[Provided data]

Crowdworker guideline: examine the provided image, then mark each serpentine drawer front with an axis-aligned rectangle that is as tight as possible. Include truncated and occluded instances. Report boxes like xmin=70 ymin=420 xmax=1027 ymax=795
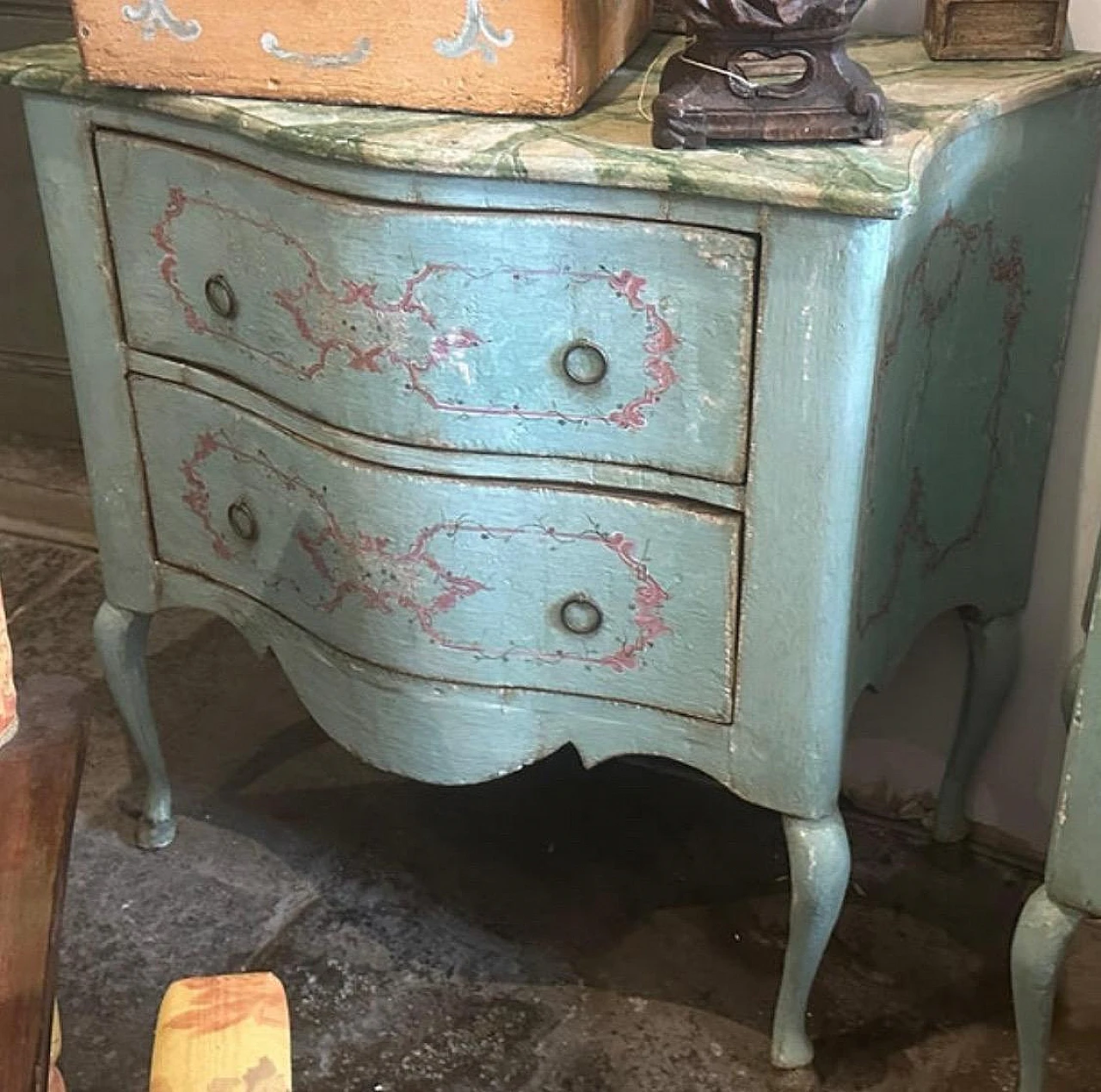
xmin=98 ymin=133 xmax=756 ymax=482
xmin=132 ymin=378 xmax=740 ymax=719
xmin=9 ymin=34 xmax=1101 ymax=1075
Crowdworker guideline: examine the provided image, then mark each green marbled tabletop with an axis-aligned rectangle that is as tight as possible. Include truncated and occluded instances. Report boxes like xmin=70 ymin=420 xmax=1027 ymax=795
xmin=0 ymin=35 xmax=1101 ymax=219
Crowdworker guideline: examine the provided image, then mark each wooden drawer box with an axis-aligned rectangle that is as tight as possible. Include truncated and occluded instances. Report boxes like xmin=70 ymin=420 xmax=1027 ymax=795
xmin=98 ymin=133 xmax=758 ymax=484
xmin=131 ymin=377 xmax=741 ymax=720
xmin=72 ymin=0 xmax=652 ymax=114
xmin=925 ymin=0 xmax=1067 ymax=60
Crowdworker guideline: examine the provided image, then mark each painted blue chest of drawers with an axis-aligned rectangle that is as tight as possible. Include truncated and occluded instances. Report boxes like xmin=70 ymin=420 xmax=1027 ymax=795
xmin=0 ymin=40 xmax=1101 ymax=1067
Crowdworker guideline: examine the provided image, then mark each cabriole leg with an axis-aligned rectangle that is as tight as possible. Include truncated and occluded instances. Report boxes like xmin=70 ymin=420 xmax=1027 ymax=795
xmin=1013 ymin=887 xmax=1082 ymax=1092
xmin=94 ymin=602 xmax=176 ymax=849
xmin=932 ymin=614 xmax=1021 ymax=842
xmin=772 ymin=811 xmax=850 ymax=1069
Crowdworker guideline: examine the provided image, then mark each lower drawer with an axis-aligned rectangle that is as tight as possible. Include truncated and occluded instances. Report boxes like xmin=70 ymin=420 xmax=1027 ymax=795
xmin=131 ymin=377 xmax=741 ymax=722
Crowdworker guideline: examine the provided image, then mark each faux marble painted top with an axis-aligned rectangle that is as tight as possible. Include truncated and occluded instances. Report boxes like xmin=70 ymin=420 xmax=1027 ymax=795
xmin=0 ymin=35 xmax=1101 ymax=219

[Exercise brief]
Reproduce all of the records above verbatim, leaving out the picture.

[Finished task]
Crowdworker guideline: examine the provided image, then mark each serpentine drawer front with an axis-aligned rectangle that is as tight as possible. Include truncated and occluded instances. Report boxes like xmin=70 ymin=420 xmax=1027 ymax=795
xmin=98 ymin=133 xmax=756 ymax=482
xmin=132 ymin=378 xmax=740 ymax=719
xmin=9 ymin=34 xmax=1101 ymax=1075
Crowdworker guideline: examine the provided image, then mark each green marbled tabletop with an axis-aligned rectangle that is as tight as possible. Include truncated and occluded instances. Report boxes like xmin=70 ymin=420 xmax=1027 ymax=795
xmin=0 ymin=35 xmax=1101 ymax=219
Crowdworker guideline: examine the provided image, then mark each wooden drawer box with an axis-aligned rectangle that is as tight as possible. Include truncated and occluded instances. Report boxes like xmin=70 ymin=420 xmax=1027 ymax=795
xmin=98 ymin=133 xmax=758 ymax=484
xmin=131 ymin=377 xmax=741 ymax=720
xmin=72 ymin=0 xmax=652 ymax=114
xmin=925 ymin=0 xmax=1067 ymax=60
Crowdworker guideline: examine the provided image, then mark each painted blue chest of drawers with an axis-aligned rectangle that is as tight as possible. Include truncated and occluded instances. Report boxes like xmin=70 ymin=420 xmax=1027 ymax=795
xmin=0 ymin=40 xmax=1101 ymax=1067
Crowdworker guideline: examine the provided image, then mark each cabriole leg with an axis-aligned rectangle that is as tight as possible. Include truncated and occluded instances. Report boxes like xmin=70 ymin=420 xmax=1027 ymax=795
xmin=1013 ymin=887 xmax=1082 ymax=1092
xmin=94 ymin=602 xmax=176 ymax=849
xmin=932 ymin=614 xmax=1021 ymax=842
xmin=772 ymin=811 xmax=850 ymax=1069
Crowdworker guideline: examine the provided image, then mark each lower drawer with an axis-aligned rectangle that is as tight as possible. Include truncated and occluded instances. Report boxes like xmin=70 ymin=420 xmax=1027 ymax=795
xmin=131 ymin=377 xmax=741 ymax=722
Crowdworker guideline: examine the provided image, then mark each faux marble painted top with an axis-aligned rectangle that is as tight as possible. Include truncated and occluded instances. Report boxes like xmin=70 ymin=420 xmax=1027 ymax=795
xmin=0 ymin=35 xmax=1101 ymax=219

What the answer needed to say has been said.